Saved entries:
_ _ _ _

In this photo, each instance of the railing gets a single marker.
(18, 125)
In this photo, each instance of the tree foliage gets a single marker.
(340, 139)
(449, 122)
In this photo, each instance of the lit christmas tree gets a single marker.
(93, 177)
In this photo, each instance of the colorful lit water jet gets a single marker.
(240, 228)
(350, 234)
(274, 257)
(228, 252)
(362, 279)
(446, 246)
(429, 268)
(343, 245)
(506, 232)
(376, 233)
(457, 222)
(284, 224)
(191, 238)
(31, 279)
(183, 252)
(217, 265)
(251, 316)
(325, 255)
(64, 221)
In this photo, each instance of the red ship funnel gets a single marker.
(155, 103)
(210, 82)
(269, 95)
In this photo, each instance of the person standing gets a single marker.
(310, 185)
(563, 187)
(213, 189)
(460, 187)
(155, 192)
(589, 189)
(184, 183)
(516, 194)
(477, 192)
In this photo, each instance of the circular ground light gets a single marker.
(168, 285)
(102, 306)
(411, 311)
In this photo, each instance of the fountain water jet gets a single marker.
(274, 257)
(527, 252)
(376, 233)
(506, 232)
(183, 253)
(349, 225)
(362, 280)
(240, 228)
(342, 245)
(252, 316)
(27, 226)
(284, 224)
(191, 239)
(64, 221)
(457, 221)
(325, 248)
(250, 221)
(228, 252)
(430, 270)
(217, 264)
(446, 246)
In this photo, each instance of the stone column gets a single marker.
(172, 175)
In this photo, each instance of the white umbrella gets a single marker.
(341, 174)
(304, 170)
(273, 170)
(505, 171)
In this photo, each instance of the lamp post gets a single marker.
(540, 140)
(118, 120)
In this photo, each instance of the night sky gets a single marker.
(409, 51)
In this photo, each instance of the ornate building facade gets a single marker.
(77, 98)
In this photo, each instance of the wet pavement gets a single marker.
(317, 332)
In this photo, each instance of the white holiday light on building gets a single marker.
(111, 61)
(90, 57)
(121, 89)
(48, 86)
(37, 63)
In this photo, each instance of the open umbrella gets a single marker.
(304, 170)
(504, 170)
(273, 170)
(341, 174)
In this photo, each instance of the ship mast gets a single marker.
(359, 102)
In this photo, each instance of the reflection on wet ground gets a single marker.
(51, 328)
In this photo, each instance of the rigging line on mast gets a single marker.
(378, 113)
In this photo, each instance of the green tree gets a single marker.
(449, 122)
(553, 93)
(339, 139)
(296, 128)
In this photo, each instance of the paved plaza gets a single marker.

_ _ _ _

Every entry above should be returned exactly as written.

In this photo, each instance of the railing gets a single marker.
(18, 125)
In this photo, each instance of the tree foliage gets a single marker.
(340, 139)
(449, 122)
In this photo, each instance of the lit christmas tree gets a single marker.
(93, 177)
In this photo, each instance of the colorful lit water jet gets a single marker.
(240, 228)
(350, 234)
(274, 257)
(228, 252)
(362, 279)
(446, 246)
(429, 268)
(343, 245)
(506, 232)
(376, 233)
(457, 222)
(284, 224)
(191, 238)
(31, 279)
(183, 252)
(217, 265)
(251, 316)
(325, 255)
(64, 221)
In this photo, each instance of the red ship funnel gets a single marker.
(155, 103)
(210, 82)
(269, 95)
In this photo, each instance of the person standing gets a single marker.
(310, 185)
(563, 187)
(213, 189)
(460, 187)
(155, 192)
(589, 189)
(184, 183)
(516, 194)
(477, 192)
In this photo, each instance of the circular ground light gets a single marker.
(168, 285)
(102, 306)
(411, 311)
In this photo, each instance of the fountain water jet gets a single marker.
(274, 257)
(527, 252)
(376, 233)
(506, 232)
(183, 253)
(349, 225)
(362, 280)
(240, 228)
(342, 245)
(252, 316)
(27, 226)
(284, 224)
(191, 239)
(64, 221)
(457, 221)
(325, 248)
(250, 221)
(228, 252)
(430, 270)
(217, 264)
(446, 246)
In this photo, each instance of the stone column gets a single marker.
(172, 175)
In this photo, each instance of the white umbrella gets a single marker.
(341, 174)
(304, 170)
(273, 170)
(505, 171)
In this photo, each instance of the lamp post gets a single marker.
(540, 140)
(118, 120)
In this photo, each instance of the night sky gets a single marker.
(409, 51)
In this photo, each instance of the ornate building facade gets a single marker.
(77, 98)
In this photo, each instance of the wet pavement gets a single marker.
(317, 332)
In this photo, each instance of the white holiday light on building gets a single marker.
(111, 61)
(90, 57)
(121, 89)
(48, 86)
(37, 63)
In this photo, each instance of the open umbrella gets a single marker.
(304, 170)
(504, 170)
(273, 170)
(341, 174)
In this photo, each instance of the ship mast gets a single marker.
(359, 102)
In this photo, each instance of the reflection on wet ground gets a single marker.
(51, 328)
In this photo, each instance of the rigging line on mast gets a single marker.
(378, 113)
In this photo, each instance of the green tree gets a single marker.
(449, 122)
(553, 93)
(339, 139)
(296, 128)
In this photo, each instance of the paved plaza gets a single marker.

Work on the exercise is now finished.